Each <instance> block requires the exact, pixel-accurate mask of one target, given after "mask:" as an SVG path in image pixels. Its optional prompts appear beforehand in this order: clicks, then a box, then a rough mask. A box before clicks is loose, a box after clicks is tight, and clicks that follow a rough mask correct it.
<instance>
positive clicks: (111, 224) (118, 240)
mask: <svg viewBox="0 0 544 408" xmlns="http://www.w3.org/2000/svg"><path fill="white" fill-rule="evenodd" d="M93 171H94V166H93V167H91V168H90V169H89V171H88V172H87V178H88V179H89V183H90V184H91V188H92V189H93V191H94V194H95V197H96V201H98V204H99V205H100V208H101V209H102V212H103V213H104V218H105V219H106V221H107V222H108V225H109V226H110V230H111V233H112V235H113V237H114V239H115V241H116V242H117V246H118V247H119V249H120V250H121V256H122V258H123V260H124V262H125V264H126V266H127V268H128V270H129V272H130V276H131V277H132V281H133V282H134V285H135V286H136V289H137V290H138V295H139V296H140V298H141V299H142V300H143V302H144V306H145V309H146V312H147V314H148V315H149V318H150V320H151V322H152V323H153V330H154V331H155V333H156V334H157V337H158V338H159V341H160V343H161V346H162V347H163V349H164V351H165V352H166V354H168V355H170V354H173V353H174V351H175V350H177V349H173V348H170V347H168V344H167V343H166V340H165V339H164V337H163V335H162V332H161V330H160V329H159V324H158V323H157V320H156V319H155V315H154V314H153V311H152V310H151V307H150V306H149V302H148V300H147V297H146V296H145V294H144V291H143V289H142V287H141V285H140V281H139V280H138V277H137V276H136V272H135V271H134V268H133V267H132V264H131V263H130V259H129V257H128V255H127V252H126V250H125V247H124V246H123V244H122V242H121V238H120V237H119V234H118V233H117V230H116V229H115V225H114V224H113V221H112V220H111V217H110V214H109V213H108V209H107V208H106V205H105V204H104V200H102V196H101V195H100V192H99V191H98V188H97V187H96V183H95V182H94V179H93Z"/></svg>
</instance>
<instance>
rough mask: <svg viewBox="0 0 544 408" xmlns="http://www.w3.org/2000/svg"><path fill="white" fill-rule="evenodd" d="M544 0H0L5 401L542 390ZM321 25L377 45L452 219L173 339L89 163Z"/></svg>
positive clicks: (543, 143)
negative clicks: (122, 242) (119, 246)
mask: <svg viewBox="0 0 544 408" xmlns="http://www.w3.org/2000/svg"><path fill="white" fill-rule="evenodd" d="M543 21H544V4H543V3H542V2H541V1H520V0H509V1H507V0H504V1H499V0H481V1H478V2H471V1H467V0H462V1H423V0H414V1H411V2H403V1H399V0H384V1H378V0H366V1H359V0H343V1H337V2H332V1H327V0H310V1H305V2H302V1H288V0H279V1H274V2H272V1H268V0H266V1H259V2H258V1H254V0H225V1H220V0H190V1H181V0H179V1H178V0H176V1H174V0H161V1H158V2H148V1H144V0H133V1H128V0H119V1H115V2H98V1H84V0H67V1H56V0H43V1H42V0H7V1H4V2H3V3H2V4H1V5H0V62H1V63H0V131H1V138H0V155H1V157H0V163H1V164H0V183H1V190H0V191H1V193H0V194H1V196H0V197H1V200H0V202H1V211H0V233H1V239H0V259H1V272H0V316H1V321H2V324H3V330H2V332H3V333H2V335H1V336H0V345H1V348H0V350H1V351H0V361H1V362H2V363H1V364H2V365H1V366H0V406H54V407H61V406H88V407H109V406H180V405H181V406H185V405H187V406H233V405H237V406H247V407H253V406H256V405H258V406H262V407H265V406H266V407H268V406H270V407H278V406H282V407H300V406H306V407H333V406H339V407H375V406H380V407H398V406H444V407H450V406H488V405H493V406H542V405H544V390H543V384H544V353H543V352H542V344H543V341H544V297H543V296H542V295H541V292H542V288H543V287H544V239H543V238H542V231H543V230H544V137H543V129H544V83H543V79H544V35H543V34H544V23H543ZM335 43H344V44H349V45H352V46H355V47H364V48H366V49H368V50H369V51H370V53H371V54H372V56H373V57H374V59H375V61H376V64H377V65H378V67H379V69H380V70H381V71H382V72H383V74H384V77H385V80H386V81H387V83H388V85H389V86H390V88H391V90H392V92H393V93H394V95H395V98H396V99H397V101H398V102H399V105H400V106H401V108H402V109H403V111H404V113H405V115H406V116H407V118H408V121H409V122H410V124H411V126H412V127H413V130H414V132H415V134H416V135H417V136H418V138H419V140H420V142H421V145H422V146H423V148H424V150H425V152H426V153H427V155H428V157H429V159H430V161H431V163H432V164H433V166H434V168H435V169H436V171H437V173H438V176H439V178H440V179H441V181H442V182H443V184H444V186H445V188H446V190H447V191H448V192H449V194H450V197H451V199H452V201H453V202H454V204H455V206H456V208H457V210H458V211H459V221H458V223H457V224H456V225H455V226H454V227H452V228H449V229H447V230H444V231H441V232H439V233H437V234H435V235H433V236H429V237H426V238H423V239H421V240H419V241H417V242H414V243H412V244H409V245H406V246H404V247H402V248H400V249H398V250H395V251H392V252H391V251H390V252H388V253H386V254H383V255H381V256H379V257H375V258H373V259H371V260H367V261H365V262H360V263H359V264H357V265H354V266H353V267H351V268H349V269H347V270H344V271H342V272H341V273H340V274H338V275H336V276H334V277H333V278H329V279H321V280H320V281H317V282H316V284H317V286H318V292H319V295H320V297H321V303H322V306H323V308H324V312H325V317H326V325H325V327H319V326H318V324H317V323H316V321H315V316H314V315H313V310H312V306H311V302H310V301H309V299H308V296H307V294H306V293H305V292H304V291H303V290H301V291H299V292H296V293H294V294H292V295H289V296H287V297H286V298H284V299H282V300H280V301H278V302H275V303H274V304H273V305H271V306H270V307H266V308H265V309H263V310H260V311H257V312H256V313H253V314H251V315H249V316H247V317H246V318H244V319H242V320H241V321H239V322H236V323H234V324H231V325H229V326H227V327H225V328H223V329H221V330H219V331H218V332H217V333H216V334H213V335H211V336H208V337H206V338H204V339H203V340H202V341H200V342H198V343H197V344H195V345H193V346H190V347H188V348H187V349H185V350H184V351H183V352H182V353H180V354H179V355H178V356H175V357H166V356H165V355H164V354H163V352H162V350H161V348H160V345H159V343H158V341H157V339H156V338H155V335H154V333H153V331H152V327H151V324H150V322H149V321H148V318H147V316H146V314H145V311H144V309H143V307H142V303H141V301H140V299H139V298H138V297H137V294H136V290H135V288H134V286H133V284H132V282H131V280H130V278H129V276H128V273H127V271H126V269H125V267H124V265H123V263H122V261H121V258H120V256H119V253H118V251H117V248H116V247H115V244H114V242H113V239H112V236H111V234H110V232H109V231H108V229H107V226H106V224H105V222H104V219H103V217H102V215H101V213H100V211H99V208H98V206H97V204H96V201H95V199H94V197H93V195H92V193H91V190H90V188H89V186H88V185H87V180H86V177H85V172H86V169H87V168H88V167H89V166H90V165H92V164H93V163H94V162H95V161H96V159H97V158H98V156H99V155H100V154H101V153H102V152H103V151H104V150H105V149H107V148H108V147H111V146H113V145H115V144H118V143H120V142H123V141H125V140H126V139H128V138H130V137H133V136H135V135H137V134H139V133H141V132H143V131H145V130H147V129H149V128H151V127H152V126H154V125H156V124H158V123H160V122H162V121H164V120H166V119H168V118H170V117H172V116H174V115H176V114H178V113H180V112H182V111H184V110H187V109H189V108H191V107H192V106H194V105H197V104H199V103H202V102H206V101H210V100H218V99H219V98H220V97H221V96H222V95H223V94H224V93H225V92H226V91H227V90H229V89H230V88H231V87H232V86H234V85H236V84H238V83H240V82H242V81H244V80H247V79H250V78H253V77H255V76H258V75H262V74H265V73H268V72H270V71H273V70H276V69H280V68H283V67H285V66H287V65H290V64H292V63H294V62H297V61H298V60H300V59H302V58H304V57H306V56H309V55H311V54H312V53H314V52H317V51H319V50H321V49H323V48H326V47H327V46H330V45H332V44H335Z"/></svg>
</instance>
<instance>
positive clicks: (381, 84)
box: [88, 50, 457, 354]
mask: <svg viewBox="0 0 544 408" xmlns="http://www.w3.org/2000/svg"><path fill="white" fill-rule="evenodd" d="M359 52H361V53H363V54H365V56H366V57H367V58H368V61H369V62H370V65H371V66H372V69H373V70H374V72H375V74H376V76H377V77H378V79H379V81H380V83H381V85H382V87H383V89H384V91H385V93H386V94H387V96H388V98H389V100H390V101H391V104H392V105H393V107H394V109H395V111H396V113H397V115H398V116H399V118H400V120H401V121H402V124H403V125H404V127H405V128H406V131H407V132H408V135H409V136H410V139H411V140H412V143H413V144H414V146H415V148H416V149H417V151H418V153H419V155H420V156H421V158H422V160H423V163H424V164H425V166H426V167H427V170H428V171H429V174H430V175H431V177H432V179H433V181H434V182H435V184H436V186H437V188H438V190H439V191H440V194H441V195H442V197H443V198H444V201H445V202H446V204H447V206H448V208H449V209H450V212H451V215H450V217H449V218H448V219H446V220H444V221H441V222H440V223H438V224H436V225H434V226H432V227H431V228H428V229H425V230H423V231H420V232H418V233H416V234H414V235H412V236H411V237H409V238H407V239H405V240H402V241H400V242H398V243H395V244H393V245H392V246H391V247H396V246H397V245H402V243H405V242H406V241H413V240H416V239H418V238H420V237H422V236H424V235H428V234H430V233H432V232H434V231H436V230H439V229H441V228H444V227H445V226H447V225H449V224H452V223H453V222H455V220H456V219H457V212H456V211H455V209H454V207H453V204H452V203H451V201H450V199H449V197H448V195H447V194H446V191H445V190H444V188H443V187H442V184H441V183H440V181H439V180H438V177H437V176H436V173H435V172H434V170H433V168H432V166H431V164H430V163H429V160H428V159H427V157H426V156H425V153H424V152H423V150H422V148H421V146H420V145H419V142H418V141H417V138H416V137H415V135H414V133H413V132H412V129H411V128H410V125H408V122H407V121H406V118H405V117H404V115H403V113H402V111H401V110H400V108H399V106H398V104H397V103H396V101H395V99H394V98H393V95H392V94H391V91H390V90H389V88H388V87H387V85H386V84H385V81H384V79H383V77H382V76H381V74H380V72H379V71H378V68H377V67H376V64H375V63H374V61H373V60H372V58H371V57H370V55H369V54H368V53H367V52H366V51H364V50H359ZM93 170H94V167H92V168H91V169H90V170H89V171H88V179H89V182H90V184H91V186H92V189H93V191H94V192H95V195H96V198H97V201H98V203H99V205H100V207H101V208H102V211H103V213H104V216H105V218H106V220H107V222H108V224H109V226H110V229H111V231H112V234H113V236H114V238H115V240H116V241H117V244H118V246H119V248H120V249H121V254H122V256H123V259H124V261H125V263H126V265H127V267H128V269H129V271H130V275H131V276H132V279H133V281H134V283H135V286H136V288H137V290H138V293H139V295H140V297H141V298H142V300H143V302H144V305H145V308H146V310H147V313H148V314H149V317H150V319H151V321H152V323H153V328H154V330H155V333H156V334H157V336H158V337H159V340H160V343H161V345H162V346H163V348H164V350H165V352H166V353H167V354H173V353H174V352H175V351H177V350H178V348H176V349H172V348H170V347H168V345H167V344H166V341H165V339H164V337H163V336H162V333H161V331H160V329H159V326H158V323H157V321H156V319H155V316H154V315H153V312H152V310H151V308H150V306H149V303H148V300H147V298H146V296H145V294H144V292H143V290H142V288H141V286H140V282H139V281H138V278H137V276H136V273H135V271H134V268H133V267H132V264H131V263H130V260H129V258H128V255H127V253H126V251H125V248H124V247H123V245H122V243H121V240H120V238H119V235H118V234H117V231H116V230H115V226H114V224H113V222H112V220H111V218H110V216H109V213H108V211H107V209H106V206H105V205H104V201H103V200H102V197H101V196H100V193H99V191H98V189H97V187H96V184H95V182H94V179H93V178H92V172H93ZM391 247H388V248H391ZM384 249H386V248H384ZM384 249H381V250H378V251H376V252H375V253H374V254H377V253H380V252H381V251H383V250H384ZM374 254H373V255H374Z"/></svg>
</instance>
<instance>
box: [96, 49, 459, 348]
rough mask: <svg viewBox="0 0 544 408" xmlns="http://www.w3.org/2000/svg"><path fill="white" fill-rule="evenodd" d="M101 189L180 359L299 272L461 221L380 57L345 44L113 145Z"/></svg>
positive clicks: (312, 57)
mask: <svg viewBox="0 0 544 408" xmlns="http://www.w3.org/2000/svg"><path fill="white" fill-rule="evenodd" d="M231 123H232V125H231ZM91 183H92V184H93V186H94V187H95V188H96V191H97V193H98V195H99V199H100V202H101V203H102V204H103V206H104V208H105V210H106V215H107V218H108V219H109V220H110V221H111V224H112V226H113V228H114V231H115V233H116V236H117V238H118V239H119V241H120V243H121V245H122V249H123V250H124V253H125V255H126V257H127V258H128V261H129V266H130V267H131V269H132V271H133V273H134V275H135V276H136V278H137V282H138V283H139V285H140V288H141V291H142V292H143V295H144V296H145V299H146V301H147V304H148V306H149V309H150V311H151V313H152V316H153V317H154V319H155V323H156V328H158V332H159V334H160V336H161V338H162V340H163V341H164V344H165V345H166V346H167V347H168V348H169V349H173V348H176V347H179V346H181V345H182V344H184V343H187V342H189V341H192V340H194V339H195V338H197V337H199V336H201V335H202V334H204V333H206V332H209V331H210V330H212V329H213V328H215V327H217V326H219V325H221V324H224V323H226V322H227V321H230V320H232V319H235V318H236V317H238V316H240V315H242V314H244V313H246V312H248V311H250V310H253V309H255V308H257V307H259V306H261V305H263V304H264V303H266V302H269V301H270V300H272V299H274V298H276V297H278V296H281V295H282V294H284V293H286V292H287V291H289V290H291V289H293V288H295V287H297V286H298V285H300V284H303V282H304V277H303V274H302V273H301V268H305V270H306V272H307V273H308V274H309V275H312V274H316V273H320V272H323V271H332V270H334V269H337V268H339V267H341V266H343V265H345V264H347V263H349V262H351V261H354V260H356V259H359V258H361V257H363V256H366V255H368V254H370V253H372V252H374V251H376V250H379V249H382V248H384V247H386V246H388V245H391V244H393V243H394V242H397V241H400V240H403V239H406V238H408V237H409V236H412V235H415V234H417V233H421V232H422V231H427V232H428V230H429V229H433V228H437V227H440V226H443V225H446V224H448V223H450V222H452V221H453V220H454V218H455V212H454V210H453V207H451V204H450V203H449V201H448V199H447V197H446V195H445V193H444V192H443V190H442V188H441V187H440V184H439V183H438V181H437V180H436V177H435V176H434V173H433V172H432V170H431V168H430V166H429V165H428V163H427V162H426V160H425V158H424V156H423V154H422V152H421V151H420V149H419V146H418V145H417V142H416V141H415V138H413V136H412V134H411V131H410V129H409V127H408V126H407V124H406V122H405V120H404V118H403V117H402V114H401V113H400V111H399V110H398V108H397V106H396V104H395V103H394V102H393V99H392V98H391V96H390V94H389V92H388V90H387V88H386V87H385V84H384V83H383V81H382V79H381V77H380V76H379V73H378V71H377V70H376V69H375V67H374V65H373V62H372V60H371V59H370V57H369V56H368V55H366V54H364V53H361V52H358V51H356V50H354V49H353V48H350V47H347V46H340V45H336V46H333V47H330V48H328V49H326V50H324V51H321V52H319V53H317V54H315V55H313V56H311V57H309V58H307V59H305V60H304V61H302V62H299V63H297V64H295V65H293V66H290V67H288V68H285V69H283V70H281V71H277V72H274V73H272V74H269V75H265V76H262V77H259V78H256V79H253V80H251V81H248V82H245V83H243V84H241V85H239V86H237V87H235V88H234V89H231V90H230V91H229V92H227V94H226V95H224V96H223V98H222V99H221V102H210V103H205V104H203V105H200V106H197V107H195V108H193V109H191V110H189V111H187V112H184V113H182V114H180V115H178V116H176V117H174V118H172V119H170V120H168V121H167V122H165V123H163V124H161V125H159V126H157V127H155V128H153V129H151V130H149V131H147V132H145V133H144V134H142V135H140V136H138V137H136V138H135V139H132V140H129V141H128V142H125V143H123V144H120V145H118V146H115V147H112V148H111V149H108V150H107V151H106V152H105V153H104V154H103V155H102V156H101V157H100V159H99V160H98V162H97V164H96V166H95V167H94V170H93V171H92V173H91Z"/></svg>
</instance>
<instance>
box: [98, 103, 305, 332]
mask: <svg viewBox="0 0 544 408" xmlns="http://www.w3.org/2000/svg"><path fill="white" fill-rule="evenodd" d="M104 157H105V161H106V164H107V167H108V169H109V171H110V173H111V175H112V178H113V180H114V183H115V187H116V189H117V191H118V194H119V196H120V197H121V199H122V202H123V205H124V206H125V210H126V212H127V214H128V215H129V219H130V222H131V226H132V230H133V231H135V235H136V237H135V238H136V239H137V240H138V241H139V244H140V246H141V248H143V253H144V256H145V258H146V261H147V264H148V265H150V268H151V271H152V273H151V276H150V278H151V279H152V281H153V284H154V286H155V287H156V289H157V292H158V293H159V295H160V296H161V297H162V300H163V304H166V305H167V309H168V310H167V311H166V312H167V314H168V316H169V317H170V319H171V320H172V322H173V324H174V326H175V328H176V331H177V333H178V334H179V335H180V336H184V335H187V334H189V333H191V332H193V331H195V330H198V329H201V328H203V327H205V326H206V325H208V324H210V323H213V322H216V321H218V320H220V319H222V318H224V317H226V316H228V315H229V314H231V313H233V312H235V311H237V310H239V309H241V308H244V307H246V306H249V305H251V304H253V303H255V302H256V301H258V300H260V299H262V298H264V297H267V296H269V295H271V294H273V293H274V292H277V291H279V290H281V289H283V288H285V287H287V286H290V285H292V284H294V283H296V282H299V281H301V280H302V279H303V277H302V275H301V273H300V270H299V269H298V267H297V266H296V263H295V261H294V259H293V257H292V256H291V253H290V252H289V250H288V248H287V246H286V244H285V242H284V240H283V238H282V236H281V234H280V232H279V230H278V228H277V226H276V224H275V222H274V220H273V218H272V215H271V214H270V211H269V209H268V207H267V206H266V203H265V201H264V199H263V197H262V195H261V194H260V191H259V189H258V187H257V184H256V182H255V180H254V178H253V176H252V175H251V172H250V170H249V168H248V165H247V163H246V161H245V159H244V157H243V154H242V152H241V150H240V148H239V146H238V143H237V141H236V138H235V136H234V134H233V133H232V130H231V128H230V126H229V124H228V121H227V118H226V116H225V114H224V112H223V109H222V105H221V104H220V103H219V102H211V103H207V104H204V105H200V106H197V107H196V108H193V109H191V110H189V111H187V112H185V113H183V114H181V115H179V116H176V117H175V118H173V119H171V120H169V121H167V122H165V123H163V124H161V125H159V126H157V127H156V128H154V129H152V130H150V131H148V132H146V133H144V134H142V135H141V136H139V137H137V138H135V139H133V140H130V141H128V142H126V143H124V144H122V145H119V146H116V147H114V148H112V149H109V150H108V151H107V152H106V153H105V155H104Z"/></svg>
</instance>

## Action item:
Locate the word "positive" in the data above. Copy every line carrying it.

## Task result:
positive clicks: (111, 224) (118, 240)
positive clicks: (543, 143)
positive clicks: (381, 84)
positive clicks: (312, 57)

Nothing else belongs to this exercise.